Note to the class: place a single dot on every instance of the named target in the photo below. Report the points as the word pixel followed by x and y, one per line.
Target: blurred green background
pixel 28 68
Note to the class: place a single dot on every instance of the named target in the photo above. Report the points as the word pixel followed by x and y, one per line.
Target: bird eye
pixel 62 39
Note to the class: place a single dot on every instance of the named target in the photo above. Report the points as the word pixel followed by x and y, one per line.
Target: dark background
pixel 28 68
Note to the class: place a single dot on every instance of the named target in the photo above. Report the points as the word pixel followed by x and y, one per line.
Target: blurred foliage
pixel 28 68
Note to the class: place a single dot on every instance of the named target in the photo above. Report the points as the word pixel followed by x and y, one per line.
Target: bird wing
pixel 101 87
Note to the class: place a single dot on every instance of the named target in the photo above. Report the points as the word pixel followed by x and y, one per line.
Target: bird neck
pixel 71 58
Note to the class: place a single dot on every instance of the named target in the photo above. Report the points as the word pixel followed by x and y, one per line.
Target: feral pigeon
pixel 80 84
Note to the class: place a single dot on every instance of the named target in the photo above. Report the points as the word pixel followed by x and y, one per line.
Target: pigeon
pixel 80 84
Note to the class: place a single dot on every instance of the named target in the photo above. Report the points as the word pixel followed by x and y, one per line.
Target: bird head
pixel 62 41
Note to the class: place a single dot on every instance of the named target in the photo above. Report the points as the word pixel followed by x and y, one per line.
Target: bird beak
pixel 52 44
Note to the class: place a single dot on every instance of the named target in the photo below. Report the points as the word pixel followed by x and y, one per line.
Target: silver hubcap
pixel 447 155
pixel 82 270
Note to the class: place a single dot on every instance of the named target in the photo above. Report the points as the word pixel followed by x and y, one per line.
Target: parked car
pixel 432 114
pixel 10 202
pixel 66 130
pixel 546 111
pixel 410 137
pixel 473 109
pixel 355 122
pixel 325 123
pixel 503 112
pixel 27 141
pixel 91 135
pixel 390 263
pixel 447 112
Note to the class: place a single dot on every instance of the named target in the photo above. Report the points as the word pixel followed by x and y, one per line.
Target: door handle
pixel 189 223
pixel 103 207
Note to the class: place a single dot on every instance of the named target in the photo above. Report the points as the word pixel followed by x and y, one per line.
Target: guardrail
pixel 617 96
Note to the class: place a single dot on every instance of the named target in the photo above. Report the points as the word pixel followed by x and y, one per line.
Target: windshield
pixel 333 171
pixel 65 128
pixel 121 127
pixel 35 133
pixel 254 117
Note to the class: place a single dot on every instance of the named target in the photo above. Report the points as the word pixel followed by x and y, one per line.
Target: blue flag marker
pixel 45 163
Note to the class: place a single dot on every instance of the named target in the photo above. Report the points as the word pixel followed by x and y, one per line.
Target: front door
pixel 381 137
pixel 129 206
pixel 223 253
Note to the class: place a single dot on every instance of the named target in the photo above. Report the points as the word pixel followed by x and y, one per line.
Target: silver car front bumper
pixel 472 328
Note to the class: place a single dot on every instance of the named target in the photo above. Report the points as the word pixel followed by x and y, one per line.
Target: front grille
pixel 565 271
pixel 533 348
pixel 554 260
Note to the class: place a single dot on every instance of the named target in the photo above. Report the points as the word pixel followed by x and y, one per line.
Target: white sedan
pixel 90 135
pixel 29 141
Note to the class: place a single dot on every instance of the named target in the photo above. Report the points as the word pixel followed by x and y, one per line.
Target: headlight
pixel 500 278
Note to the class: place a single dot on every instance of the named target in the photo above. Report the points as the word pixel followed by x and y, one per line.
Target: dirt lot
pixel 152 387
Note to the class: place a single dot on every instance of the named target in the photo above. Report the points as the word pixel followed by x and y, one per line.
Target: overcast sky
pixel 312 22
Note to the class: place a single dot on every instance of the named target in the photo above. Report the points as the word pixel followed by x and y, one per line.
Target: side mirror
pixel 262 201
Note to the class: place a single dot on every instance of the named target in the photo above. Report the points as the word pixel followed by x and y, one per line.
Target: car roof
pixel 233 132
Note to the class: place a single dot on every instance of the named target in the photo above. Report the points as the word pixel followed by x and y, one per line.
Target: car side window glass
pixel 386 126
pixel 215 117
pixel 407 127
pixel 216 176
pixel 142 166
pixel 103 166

------------------------------------------------

Exercise instructions:
Starting with the first line, give back the whole listing exactly.

Answer to this task:
Note to the class: place a single dot on every instance of the named target in the photo below. Report the points as the word pixel followed by x and y, one per line.
Target: blurred green background
pixel 28 68
Note to the class: place a single dot on every instance of the named target in the photo above. Report the points as the word pixel followed by x and y, one per line.
Target: bird eye
pixel 62 39
Note to the class: place a single dot on every instance of the named target in the photo above. Report the points as the word pixel followed by x and y, one per line.
Target: dark background
pixel 28 68
Note to the class: place a single dot on every instance of the named target in the photo above. Report the points as the word pixel followed by x and y, one per line.
Target: blurred foliage
pixel 28 68
Note to the class: place a single dot on every instance of the named target in the photo above. Report the points as the word pixel followed by x and y, one per line.
Target: bird wing
pixel 101 87
Note to the class: place a single dot on every instance of the named target in the photo above. Report the points as the word pixel followed by x and y, one per line.
Target: bird neck
pixel 71 58
Note to the class: place a single dot on every instance of the named target in the photo above. Report the points as the word pixel followed by x and y, one per line.
Target: feral pigeon
pixel 80 84
Note to the class: place a single dot on every instance of the named target in the photo above. Report the points as the word pixel followed by x and y, one per line.
Target: pigeon
pixel 80 84
Note to the class: place a single dot on every instance of the named target in the photo above. Report the points as the word pixel followed by x and y, one per line.
Target: bird head
pixel 62 41
Note to the class: place a single dot on every instance of the named target in the photo above. Report the points as the word pixel followed by x and y, one per line.
Target: bird beak
pixel 52 44
Note to the class: place a single dot on every instance of the named target in the photo below. Report the points as the word pixel followed by x and y, one per line.
Target: silver hubcap
pixel 447 155
pixel 82 270
Note to the class: place a single dot on every instance of the named target in the photo above. Report the points as the word pixel followed by x and y, one per line.
Target: parked car
pixel 432 114
pixel 10 202
pixel 66 130
pixel 546 111
pixel 410 137
pixel 473 109
pixel 355 122
pixel 325 123
pixel 503 112
pixel 27 141
pixel 91 135
pixel 390 263
pixel 447 112
Note to the class: place a single dot on every instance of the named target in the photo above. Report the points as the word pixel followed by x and y, one per line.
Target: door handle
pixel 189 223
pixel 103 207
Note to the class: place a single dot on every instance of the named target in the photo above. Report the points as the word pixel followed by x and y, one per line.
Target: guardrail
pixel 617 96
Note to the class: place a single dot on every instance of the named target in the photo above. Report the points as the word pixel followed by x and y, one per line.
Target: windshield
pixel 333 171
pixel 65 128
pixel 121 127
pixel 35 133
pixel 254 117
Note to the class: place a single dot on every instance of the named target in the photo above. Report the points as the word pixel followed by x and y, one per line.
Target: blue flag marker
pixel 45 163
Note to the class: place a single dot on every instance of the named target in the photo above. Report the points as the word pixel followed by x and y, one per line.
Target: front door
pixel 381 137
pixel 129 206
pixel 223 253
Note to the class: place a single dot on every instance of the named target in the photo above. Report the points as the word pixel followed by x and y, one per line.
Target: silver car front bumper
pixel 472 328
Note to the class: place a single dot on every instance of the named target in the photo above. Report the points as the word pixel followed by x and y, one per line.
Target: front grille
pixel 565 271
pixel 533 348
pixel 554 260
Note to the class: place a single dot on every instance of the named target in the photo above. Report the points as the word pixel followed by x and y, one per line.
Target: white sedan
pixel 90 135
pixel 29 141
Note to the class: place a single dot on every instance of the named target in the photo above. Report the points as the word pixel followed by x and y, one per line.
Target: headlight
pixel 500 278
Note to the class: place a single dot on every instance of the named target in the photo above. Report the points as the word pixel followed by x and y, one per line.
Target: dirt lot
pixel 152 387
Note to the class: place a single dot on every instance of the named target in the photo above. Report the points as the word pixel followed by x and y, one per line.
Target: overcast sky
pixel 312 22
Note to the class: place a single dot on every instance of the named target in the photo above. Report the points as the word pixel followed by x and y, one per line.
Target: side mirror
pixel 262 201
Note to the class: place a single dot on every instance of the named target in the photo above. Report the points as the word pixel followed by x and y, one per line.
Target: car roof
pixel 233 132
Note to the class: place a single dot on every instance of the named target in the photo above. Report the points as the word pixel followed by x and y, one per line.
Target: car side window glass
pixel 386 126
pixel 215 117
pixel 407 127
pixel 216 176
pixel 142 166
pixel 103 166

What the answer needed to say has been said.